═════ EXTRACT PROVIDED

Special Issue "The Environment and Children’s Health"

A special issue of International Journal of Environmental Research and Public Health (ISSN 1660-4601). This special issue belongs to the section "Children's Health".

Deadline for manuscript submissions: 30 November 2020.

Special Issue Editors

Dr. Jason Gilliland
E-Mail Website
Guest Editor
Human Environments Analysis Laboratory, Department of Geography, Western University, 1151 Richmond St, London, ON N6A 3K7, Canada
Interests: children’s health; children’s geographies; built environment; social environment; nature; health behaviours; mental health; well-being
Dr. Gina Martin
E-Mail Website
Guest Editor
Human Environments Analysis Laboratory, Department of Geography, Western University, 1151 Richmond St, London, ON N6A 3K7, Canada
Interests: children and adolescents; children’s geographies; neighbourhoods; built environment; social environment; nature; health behaviours and outcomes; mental well-being; substance use

Special Issue Information

Dear Colleagues,

The environments where children live, play, and learn have key roles in their behaviour, well-being, and development. Both physical and social environments have been found to influence many childhood health outcomes, such as physical activity, diet, mental well-being, cognitive performance, and sleep. The physical environment includes built or natural features, while the social environment includes elements such as social cohesion and residential segregation. Children’s environmental exposures occur at various geographic scales (i.e, from micro to macro), such as homes, schools, streets, parks, neighborhoods, and regions. Understanding how the various environments that children are exposed to affect their health and well-being has gained considerable attention in public health research. Accordingly, the aim of this Special Issue is to highlight the broad scope of novel and contemporary research focused on the environment and children’s health.

══════════

ACTIVITY 1> According to the special issue announcement on the environment and children's health, what is the deadline for manuscript submissions?
ACTIVITY 2> Translate this sentence from the special issue announcement on the environment and children's health into Spanish: "The physical environment includes built or natural features, while the social environment includes elements such as social cohesion and residential segregation."
ACTIVITY 3> Go on with the call for papers on the environment and children's health, picking up after its last sentence.

═════ INFORMATION SUPPLIED

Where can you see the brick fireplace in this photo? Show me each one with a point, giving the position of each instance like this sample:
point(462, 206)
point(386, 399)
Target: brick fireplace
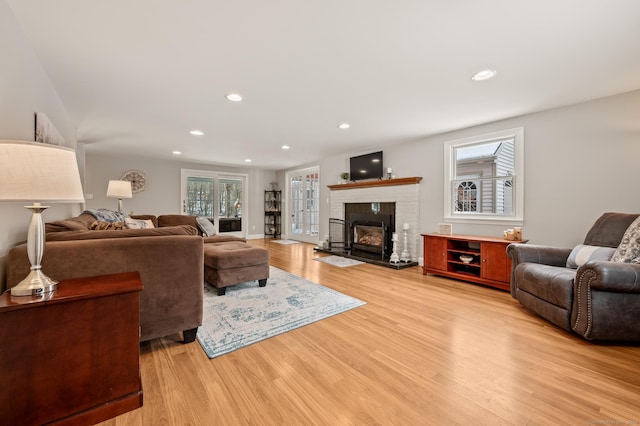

══════════

WRITTEN REPLY 1> 30 November 2020.

WRITTEN REPLY 2> El entorno físico incluye elementos construidos o naturales, mientras que el entorno social incluye elementos como la cohesión social y la segregación residencial.

WRITTEN REPLY 3>
This Special Issue of IJERPH, entitled “The Environment and Children’s Health” offers an opportunity to publish high-quality research, reviews, and theoretical notes that further the understanding of the role that the environment plays in children’s health and well-being. We welcome quantitative, qualitative, and mixed-methods research. Submissions that discuss new knowledge, developments, and innovations in the field of environmental determinants of children’s health are particularly encouraged.

We invite you to submit articles on topics including, but not limited to, the following:

  • Evaluation of environmental interventions and/or natural experiments, and their impact on children’s health;
  • Environmental factors associated with children’s health behaviours or outcomes;
  • Innovations in the measurement of environments that children are exposed to;
  • Elements of school and schoolyard design that impact social and cognitive development;
  • Stakeholder perspectives related to the environments that impact children’s health;
  • Children’s views and perspectives of their environments;
  • Child-friendly cities and child well-being.

Dr. Jason Gilliland
Dr. Gina Martin
Guest Editors

Manuscript Submission Information

Manuscripts should be submitted online at www.mdpi.com by registering and logging in to this website. Once you are registered, click here to go to the submission form. Manuscripts can be submitted until the deadline. All papers will be peer-reviewed. Accepted papers will be published continuously in the journal (as soon as accepted) and will be listed together on the special issue website. Research articles, review articles as well as short communications are invited. For planned papers, a title and short abstract (about 100 words) can be sent to the Editorial Office for announcement on this website.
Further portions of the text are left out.